◆ ACTIVITY
Begin at the line containing "The <instance> blocks" in the data below and go on through the line containing "positive clicks: (897, 276)", repeating each line exactly; include both ends and no other line.

------ SOURCE INFORMATION ------

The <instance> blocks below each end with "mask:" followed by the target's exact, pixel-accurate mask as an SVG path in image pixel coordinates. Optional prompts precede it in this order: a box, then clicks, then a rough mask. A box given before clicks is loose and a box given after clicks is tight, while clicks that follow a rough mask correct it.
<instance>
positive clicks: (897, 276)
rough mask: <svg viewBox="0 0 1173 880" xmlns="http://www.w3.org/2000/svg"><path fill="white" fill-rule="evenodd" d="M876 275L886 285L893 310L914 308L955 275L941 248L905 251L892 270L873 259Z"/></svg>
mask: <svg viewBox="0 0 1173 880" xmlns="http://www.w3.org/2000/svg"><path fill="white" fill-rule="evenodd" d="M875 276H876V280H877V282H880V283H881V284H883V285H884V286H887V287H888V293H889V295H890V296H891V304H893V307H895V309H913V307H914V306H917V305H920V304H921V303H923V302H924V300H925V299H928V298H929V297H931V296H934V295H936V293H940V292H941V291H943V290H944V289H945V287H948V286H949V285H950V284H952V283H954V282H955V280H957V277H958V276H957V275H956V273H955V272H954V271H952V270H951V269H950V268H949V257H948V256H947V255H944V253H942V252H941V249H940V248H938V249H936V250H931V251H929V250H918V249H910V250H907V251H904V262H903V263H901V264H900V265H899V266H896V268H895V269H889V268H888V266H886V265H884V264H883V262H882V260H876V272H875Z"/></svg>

------
------ SOURCE INFORMATION ------

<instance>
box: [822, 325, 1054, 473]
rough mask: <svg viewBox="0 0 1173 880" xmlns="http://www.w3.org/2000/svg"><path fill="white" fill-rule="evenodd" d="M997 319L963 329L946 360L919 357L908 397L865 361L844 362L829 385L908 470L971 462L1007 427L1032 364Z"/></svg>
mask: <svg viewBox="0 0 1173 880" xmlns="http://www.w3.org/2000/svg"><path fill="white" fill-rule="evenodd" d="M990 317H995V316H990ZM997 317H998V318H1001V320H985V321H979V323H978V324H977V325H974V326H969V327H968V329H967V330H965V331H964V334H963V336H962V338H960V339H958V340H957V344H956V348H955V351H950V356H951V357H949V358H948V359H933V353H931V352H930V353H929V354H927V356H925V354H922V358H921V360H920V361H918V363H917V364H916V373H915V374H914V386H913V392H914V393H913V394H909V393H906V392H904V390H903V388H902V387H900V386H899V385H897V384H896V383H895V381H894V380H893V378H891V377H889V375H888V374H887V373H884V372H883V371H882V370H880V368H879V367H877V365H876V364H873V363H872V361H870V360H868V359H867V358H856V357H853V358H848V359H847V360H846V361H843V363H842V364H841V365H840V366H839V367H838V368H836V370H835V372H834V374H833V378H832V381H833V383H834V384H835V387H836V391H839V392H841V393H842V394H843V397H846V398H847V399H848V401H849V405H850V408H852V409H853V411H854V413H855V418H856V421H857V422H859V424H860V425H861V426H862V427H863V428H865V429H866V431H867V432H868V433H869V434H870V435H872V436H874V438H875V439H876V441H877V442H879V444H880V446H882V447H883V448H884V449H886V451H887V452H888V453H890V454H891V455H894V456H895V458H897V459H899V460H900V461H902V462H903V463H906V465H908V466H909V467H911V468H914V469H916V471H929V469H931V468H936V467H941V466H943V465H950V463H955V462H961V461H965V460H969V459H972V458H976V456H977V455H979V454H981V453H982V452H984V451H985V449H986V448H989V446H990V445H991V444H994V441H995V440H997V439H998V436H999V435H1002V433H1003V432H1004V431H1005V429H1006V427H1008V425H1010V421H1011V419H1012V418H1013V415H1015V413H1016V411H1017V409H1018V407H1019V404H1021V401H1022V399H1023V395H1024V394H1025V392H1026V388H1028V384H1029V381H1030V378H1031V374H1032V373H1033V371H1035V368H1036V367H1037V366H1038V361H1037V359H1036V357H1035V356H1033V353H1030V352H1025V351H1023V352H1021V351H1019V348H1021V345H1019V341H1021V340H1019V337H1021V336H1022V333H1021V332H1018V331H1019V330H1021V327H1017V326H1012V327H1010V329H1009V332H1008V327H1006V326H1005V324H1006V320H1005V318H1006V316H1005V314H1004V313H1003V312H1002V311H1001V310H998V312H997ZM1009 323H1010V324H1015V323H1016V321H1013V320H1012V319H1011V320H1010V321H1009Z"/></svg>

------
------ SOURCE INFORMATION ------

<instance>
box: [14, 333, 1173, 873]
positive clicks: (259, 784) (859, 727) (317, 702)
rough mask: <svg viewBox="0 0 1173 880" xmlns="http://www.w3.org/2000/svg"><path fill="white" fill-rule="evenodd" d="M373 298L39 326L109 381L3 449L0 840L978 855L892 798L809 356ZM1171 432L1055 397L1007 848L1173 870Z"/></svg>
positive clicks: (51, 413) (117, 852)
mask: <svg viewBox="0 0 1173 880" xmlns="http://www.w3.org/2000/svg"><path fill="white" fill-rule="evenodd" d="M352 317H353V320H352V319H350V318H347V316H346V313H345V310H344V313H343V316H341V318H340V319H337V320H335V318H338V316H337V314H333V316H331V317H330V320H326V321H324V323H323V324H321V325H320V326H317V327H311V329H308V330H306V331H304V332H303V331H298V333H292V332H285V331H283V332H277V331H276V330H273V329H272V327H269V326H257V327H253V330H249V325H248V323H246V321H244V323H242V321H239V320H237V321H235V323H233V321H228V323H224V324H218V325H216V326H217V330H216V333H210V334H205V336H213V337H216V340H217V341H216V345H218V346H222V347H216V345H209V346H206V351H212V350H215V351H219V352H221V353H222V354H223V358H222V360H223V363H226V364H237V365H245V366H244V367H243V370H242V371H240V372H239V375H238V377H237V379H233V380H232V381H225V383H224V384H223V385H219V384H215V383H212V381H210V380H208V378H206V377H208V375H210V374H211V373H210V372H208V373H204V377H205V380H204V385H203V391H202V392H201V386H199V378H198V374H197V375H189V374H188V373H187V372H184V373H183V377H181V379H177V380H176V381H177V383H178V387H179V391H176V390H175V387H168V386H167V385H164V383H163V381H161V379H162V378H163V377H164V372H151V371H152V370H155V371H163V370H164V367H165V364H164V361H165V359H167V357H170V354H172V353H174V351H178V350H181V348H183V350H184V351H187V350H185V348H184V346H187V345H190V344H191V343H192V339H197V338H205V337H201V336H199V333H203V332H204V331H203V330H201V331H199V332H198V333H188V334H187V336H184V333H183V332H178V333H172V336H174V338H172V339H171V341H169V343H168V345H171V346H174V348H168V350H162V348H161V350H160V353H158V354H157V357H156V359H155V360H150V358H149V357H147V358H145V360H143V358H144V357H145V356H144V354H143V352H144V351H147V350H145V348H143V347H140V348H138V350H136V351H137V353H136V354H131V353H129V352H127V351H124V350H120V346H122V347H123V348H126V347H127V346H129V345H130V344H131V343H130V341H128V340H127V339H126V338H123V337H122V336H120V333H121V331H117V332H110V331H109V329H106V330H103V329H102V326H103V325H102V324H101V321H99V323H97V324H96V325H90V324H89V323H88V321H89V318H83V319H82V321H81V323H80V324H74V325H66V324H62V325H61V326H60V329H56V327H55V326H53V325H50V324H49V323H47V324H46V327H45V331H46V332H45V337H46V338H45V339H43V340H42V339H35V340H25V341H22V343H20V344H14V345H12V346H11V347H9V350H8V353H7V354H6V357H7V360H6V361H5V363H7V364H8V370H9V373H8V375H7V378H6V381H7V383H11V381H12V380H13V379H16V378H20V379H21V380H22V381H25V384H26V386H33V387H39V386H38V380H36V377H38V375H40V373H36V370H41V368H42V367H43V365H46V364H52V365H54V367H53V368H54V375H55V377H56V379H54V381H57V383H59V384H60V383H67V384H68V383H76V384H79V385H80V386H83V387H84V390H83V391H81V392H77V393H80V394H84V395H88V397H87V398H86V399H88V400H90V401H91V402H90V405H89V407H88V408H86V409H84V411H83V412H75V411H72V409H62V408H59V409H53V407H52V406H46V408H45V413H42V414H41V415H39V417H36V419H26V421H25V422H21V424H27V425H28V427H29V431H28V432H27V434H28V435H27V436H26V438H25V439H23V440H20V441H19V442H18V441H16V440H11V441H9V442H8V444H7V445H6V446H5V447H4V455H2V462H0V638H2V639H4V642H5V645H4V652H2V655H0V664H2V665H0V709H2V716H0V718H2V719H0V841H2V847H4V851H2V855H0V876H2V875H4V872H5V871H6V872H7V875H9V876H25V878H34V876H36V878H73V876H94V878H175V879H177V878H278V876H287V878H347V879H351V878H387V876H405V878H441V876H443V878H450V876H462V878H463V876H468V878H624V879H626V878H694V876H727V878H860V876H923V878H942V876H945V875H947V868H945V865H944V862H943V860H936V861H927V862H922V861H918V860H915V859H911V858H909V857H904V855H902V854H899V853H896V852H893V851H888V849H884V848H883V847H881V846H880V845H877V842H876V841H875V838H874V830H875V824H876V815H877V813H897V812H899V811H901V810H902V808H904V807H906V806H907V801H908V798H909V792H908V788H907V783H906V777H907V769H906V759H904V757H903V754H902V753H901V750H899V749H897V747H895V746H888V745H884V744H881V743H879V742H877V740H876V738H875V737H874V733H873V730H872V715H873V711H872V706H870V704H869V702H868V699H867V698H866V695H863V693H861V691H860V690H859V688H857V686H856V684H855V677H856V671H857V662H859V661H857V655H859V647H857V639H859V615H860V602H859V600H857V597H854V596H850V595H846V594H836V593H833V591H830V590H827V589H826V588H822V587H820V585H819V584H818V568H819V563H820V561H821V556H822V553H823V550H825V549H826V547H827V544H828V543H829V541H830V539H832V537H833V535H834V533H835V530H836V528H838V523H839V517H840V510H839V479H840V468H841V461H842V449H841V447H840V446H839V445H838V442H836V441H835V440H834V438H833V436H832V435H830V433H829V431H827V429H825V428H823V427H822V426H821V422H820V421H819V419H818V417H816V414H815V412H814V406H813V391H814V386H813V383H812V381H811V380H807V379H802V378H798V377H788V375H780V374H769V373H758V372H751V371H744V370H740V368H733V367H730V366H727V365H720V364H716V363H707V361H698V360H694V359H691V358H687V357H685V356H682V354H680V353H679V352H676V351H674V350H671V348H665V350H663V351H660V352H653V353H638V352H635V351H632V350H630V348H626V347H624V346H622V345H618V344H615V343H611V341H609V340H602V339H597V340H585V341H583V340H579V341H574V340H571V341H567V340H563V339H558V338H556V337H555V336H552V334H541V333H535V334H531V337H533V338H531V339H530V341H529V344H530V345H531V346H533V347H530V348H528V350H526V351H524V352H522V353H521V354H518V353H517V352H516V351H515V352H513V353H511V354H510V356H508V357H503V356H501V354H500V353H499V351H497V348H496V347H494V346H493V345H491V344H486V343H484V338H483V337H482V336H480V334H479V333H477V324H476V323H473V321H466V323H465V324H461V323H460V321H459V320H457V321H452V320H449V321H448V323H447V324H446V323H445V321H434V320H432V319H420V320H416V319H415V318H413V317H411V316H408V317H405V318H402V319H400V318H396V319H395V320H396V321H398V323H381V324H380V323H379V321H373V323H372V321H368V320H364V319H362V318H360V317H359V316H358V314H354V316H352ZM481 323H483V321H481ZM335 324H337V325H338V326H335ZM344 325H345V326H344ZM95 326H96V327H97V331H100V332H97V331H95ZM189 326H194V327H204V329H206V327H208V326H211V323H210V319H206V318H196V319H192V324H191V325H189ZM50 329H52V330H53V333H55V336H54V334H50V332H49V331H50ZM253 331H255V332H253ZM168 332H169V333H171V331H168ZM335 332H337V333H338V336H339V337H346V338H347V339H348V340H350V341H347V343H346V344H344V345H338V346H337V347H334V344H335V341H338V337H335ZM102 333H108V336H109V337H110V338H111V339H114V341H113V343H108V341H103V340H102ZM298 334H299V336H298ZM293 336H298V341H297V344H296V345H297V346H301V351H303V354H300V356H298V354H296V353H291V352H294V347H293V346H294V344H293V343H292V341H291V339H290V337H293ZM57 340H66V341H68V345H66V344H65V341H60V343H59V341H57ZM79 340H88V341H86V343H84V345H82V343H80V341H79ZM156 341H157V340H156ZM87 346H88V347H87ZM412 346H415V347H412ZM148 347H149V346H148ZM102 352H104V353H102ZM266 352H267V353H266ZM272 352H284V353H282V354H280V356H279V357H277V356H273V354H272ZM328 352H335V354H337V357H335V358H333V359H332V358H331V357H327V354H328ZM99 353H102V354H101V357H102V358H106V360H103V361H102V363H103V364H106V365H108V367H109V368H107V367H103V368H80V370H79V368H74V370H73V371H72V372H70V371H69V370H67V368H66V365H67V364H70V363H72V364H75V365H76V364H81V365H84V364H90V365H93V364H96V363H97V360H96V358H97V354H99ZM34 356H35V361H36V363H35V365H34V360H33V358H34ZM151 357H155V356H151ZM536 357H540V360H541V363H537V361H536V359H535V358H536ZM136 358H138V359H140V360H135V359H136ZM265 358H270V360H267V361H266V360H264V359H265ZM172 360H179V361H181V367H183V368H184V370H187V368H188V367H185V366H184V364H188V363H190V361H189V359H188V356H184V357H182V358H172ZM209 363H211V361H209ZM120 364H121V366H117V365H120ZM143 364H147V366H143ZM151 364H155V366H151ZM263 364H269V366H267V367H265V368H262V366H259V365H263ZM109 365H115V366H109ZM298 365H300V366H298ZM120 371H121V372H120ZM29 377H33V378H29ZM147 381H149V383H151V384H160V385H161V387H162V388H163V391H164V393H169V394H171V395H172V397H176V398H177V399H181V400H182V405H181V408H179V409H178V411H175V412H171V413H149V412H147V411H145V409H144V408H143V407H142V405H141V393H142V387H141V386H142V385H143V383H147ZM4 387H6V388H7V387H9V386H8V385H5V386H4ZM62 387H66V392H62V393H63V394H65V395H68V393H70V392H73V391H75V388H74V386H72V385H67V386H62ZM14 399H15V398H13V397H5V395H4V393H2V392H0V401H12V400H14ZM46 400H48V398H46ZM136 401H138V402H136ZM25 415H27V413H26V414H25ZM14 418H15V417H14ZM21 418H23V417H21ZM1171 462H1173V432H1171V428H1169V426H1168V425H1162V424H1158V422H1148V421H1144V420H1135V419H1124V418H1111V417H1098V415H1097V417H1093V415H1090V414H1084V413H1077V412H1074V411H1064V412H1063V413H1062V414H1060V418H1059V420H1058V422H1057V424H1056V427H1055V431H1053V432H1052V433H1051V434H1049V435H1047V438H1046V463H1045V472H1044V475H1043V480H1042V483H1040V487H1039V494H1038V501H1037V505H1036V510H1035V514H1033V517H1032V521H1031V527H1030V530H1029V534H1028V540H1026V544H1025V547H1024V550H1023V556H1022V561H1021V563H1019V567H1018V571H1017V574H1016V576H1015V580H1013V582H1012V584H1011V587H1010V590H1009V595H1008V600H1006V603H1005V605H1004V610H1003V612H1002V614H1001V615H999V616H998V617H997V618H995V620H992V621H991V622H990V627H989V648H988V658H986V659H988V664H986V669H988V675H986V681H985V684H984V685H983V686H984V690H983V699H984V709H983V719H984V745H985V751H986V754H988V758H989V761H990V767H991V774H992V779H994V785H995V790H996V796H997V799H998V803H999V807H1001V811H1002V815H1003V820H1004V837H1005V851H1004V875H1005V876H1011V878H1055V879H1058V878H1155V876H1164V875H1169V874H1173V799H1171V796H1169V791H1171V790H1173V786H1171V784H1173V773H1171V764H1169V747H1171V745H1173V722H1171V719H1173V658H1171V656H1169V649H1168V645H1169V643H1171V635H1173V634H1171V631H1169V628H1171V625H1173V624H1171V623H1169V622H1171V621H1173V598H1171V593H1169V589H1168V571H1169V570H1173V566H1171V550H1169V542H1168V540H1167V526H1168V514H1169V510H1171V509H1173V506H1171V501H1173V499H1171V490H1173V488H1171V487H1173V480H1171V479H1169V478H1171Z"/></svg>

------

◆ SOLUTION BELOW
The <instance> blocks below each end with "mask:" followed by the target's exact, pixel-accurate mask as an SVG path in image pixel coordinates. Optional prompts precede it in this order: a box, then clicks, then a rough mask. A box given before clicks is loose and a box given after clicks is tight, while clicks that follow a rough mask correct it.
<instance>
positive clicks: (897, 276)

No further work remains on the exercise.